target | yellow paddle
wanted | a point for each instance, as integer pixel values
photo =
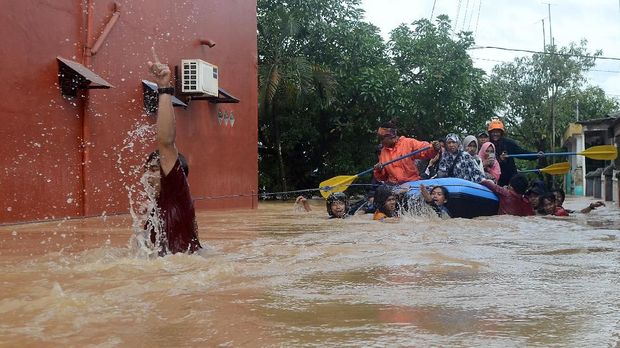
(601, 152)
(342, 182)
(554, 169)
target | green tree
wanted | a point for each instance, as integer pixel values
(541, 93)
(442, 91)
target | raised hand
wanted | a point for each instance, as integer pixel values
(161, 72)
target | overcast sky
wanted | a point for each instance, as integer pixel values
(518, 24)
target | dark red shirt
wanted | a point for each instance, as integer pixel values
(510, 202)
(177, 214)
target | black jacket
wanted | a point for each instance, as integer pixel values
(508, 167)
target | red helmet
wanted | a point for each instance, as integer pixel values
(496, 124)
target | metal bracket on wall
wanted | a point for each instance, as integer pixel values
(73, 76)
(151, 97)
(228, 118)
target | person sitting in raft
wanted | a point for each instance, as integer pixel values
(337, 205)
(394, 146)
(549, 206)
(560, 196)
(511, 200)
(489, 163)
(386, 201)
(178, 232)
(456, 163)
(471, 147)
(437, 199)
(505, 147)
(483, 138)
(430, 171)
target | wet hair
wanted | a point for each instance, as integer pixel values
(389, 124)
(336, 197)
(519, 184)
(536, 187)
(155, 156)
(548, 196)
(560, 193)
(382, 194)
(378, 149)
(443, 189)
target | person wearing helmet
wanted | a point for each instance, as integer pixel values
(395, 146)
(504, 147)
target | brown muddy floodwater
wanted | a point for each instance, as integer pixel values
(275, 277)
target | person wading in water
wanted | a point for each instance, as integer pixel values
(173, 228)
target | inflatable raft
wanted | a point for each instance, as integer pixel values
(466, 199)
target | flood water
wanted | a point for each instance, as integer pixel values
(276, 277)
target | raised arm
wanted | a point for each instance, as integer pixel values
(166, 127)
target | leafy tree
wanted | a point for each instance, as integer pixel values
(541, 92)
(443, 92)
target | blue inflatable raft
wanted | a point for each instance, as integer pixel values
(466, 199)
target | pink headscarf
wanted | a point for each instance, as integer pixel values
(494, 170)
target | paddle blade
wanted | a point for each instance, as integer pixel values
(336, 184)
(557, 168)
(601, 152)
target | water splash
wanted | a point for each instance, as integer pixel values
(142, 197)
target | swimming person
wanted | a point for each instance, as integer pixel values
(176, 230)
(437, 199)
(511, 198)
(386, 201)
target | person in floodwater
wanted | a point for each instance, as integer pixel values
(437, 199)
(534, 192)
(337, 205)
(549, 205)
(560, 196)
(490, 164)
(395, 146)
(386, 201)
(483, 138)
(456, 163)
(470, 143)
(511, 199)
(178, 231)
(504, 147)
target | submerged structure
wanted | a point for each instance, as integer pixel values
(77, 112)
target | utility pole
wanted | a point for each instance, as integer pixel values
(577, 111)
(544, 38)
(552, 84)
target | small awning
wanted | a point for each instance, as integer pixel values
(222, 97)
(73, 76)
(151, 97)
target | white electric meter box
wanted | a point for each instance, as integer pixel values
(198, 76)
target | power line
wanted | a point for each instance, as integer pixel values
(506, 61)
(539, 52)
(433, 10)
(478, 17)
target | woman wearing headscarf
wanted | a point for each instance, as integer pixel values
(470, 145)
(489, 162)
(456, 163)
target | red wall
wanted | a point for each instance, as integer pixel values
(41, 131)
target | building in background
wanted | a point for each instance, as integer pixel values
(588, 176)
(66, 156)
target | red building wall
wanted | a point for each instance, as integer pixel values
(47, 173)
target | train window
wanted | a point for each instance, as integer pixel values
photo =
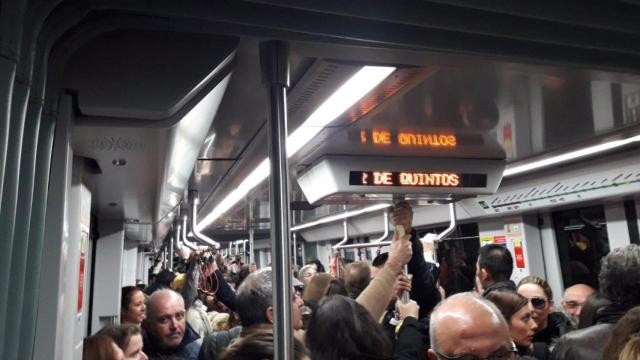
(582, 241)
(457, 257)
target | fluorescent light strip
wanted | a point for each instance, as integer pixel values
(569, 156)
(348, 94)
(340, 216)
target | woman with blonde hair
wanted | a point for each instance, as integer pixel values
(631, 350)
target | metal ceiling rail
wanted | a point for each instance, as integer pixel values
(340, 216)
(452, 223)
(345, 238)
(185, 241)
(377, 242)
(200, 237)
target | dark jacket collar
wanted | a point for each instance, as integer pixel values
(610, 314)
(150, 345)
(502, 285)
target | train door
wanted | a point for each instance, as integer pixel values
(582, 239)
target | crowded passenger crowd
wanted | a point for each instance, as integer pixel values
(216, 310)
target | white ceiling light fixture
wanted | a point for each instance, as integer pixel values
(340, 216)
(348, 94)
(554, 160)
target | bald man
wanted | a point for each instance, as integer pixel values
(166, 332)
(574, 298)
(466, 324)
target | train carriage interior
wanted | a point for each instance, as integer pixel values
(136, 133)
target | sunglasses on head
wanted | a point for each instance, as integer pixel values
(538, 303)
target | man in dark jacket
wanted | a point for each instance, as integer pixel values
(494, 268)
(619, 274)
(166, 332)
(254, 304)
(423, 283)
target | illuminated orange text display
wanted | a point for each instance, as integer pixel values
(388, 178)
(416, 179)
(409, 139)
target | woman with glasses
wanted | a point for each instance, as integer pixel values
(551, 325)
(518, 313)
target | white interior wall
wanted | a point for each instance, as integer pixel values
(129, 263)
(602, 104)
(553, 271)
(53, 340)
(108, 268)
(617, 228)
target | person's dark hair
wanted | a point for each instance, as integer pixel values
(631, 350)
(621, 333)
(257, 344)
(242, 274)
(358, 276)
(336, 287)
(121, 334)
(127, 295)
(380, 260)
(497, 261)
(319, 266)
(508, 302)
(98, 347)
(165, 277)
(254, 297)
(620, 275)
(542, 283)
(590, 308)
(340, 317)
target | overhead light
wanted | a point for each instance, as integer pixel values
(119, 162)
(554, 160)
(348, 94)
(340, 216)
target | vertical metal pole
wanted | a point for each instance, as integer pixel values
(9, 196)
(275, 69)
(36, 236)
(251, 259)
(171, 240)
(295, 250)
(251, 256)
(19, 259)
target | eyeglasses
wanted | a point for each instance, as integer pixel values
(498, 355)
(571, 304)
(538, 303)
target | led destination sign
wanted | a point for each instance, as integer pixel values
(436, 140)
(417, 179)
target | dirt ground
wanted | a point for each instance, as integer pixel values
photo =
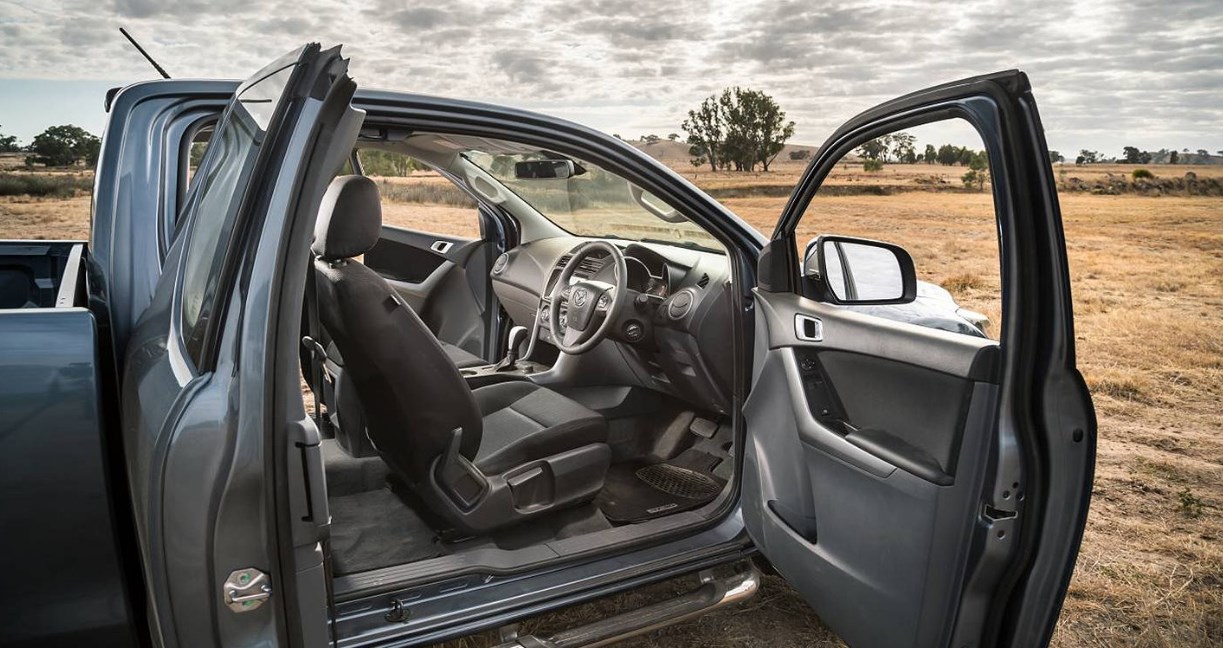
(1149, 298)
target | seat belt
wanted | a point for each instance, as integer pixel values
(318, 355)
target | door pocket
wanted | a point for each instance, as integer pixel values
(909, 416)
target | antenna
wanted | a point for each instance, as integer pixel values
(138, 48)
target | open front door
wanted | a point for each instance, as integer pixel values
(197, 390)
(916, 481)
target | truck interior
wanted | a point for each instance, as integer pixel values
(553, 383)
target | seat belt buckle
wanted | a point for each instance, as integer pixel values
(314, 347)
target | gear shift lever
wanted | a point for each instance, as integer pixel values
(517, 334)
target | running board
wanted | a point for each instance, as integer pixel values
(712, 594)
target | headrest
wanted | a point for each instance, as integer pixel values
(349, 219)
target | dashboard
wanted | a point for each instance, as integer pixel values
(673, 331)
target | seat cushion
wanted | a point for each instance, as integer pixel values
(524, 422)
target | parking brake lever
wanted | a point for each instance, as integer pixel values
(511, 353)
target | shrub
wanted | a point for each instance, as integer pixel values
(43, 185)
(963, 283)
(426, 192)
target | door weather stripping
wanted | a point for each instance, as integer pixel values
(246, 589)
(711, 594)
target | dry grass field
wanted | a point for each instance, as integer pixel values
(1147, 281)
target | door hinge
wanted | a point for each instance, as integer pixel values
(246, 589)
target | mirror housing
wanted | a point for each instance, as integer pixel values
(547, 170)
(853, 270)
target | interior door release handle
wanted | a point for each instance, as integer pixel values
(807, 328)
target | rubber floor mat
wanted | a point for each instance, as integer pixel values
(635, 492)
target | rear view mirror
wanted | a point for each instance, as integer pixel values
(862, 272)
(547, 170)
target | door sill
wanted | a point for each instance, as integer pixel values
(711, 594)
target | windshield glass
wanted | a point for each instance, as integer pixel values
(593, 202)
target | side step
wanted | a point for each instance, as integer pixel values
(712, 594)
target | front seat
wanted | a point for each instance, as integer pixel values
(482, 459)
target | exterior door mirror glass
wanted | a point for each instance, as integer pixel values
(859, 270)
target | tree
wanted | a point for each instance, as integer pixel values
(706, 131)
(1134, 155)
(1087, 157)
(875, 149)
(903, 147)
(979, 170)
(948, 154)
(62, 146)
(738, 128)
(9, 143)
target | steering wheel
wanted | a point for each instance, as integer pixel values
(592, 307)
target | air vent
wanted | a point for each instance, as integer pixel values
(500, 263)
(680, 305)
(587, 268)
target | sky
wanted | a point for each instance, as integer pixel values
(1106, 73)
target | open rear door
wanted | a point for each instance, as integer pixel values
(921, 487)
(199, 372)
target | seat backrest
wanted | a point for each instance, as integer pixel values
(412, 394)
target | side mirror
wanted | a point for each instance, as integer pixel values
(547, 170)
(861, 272)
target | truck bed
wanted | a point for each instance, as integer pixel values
(61, 494)
(37, 274)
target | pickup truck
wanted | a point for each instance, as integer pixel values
(694, 399)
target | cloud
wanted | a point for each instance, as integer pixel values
(1106, 72)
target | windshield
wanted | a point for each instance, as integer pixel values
(594, 202)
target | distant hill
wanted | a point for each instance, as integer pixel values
(675, 153)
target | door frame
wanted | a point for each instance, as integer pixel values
(1043, 394)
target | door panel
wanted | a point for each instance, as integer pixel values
(444, 279)
(196, 435)
(922, 487)
(859, 506)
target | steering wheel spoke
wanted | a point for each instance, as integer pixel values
(591, 306)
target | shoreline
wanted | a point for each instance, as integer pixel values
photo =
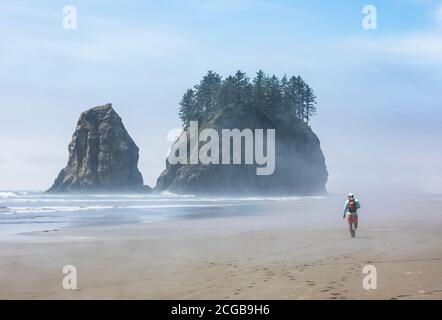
(287, 253)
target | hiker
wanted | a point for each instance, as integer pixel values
(351, 210)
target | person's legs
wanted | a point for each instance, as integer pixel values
(350, 224)
(355, 222)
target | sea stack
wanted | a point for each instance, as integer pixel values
(300, 162)
(102, 156)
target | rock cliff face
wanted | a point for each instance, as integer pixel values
(102, 156)
(299, 162)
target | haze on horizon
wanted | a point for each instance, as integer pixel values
(378, 91)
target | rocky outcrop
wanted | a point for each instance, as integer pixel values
(300, 164)
(102, 156)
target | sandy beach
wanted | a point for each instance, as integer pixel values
(297, 250)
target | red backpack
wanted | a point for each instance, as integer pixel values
(352, 206)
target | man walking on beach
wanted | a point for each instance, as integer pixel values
(351, 210)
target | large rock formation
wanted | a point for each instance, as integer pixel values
(102, 156)
(300, 164)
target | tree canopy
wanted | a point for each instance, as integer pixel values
(286, 98)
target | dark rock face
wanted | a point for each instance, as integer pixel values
(299, 167)
(102, 156)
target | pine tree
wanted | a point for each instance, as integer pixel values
(206, 92)
(287, 99)
(310, 103)
(273, 97)
(259, 92)
(187, 110)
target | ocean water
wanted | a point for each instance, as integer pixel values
(23, 212)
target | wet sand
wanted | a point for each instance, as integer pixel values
(302, 253)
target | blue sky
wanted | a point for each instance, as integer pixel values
(378, 91)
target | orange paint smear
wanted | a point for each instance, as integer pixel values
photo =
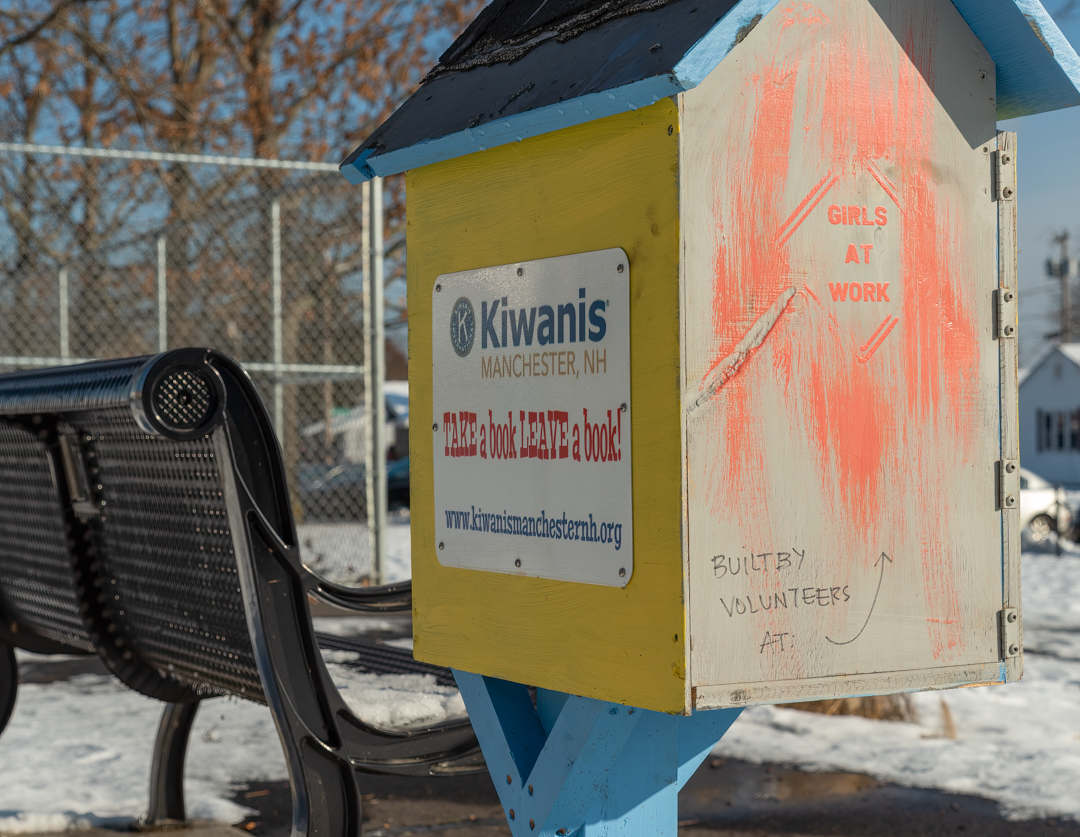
(868, 441)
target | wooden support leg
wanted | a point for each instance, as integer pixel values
(580, 767)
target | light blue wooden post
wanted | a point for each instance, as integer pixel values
(577, 767)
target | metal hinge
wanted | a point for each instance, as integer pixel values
(1004, 175)
(1009, 631)
(1008, 484)
(1004, 313)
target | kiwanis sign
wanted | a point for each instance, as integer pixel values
(532, 418)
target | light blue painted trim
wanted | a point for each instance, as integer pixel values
(358, 171)
(704, 56)
(603, 769)
(1038, 69)
(515, 129)
(697, 737)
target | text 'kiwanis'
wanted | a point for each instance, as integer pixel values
(535, 434)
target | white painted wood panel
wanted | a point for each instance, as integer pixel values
(841, 382)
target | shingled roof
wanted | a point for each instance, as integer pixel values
(528, 67)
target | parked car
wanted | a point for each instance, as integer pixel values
(1042, 507)
(339, 491)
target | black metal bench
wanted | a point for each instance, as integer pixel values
(145, 517)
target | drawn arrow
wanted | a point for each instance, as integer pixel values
(880, 577)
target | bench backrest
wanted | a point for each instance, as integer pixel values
(111, 470)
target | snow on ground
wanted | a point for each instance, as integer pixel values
(340, 552)
(77, 753)
(1018, 744)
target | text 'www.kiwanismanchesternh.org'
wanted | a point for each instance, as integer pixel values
(562, 528)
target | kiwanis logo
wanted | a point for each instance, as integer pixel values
(462, 326)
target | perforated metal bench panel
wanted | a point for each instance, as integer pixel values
(38, 588)
(166, 552)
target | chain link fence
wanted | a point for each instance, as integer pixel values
(111, 254)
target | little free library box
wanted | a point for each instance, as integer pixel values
(712, 343)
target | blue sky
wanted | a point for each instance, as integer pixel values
(1048, 163)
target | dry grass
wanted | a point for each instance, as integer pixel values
(877, 707)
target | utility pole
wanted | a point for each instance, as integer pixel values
(1064, 269)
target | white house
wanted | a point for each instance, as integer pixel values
(1050, 415)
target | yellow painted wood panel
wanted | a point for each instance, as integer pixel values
(607, 184)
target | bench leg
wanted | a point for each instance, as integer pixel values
(9, 683)
(166, 771)
(576, 767)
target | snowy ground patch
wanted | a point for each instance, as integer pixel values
(77, 753)
(1017, 744)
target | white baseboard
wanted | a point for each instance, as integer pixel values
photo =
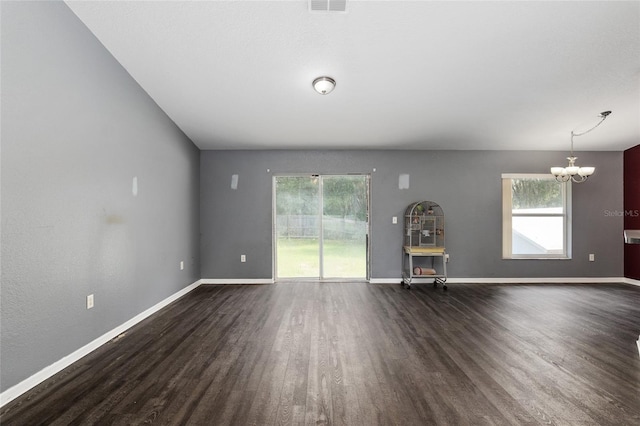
(551, 280)
(632, 281)
(42, 375)
(237, 281)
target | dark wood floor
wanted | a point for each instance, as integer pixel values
(361, 354)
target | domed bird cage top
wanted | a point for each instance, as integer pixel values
(424, 225)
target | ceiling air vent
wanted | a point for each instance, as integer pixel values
(327, 5)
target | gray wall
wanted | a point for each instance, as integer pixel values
(467, 184)
(76, 130)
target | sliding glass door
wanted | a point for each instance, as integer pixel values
(321, 226)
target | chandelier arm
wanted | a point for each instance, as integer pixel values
(604, 117)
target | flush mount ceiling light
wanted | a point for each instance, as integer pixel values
(324, 85)
(572, 172)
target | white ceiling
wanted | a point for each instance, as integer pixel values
(410, 74)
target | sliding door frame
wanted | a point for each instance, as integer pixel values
(274, 235)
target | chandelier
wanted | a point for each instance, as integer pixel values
(572, 172)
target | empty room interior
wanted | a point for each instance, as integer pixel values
(320, 212)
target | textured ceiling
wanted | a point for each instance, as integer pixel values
(410, 74)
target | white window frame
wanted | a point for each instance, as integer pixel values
(507, 216)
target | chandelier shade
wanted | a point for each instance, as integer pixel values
(573, 172)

* * *

- [Instructions to follow]:
The response must contain every line from the listing above in which the string "white" appears.

- [Exercise response]:
target | white electric meter box
target | white ceiling light fixture
target | white interior wall
target | white painted wood panel
target | white house
target | white baseboard
target | white ceiling
target | white window frame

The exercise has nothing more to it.